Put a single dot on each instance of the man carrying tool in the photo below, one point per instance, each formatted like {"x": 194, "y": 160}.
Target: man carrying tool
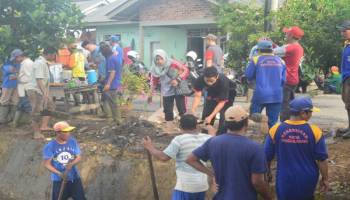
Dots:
{"x": 191, "y": 184}
{"x": 214, "y": 57}
{"x": 220, "y": 96}
{"x": 292, "y": 54}
{"x": 239, "y": 163}
{"x": 345, "y": 70}
{"x": 301, "y": 153}
{"x": 60, "y": 157}
{"x": 38, "y": 92}
{"x": 268, "y": 73}
{"x": 9, "y": 97}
==========
## AIM OF THE EXERCISE
Print each record as it appears above, dropping every picture from the copy.

## ANSWER SPACE
Put a single dot on each instance of the man carrying tool in the photo below, one point per instance, each formatted like {"x": 194, "y": 160}.
Target: man carrying tool
Dots:
{"x": 191, "y": 184}
{"x": 214, "y": 57}
{"x": 220, "y": 96}
{"x": 292, "y": 54}
{"x": 239, "y": 163}
{"x": 345, "y": 70}
{"x": 301, "y": 153}
{"x": 60, "y": 157}
{"x": 38, "y": 92}
{"x": 268, "y": 73}
{"x": 9, "y": 97}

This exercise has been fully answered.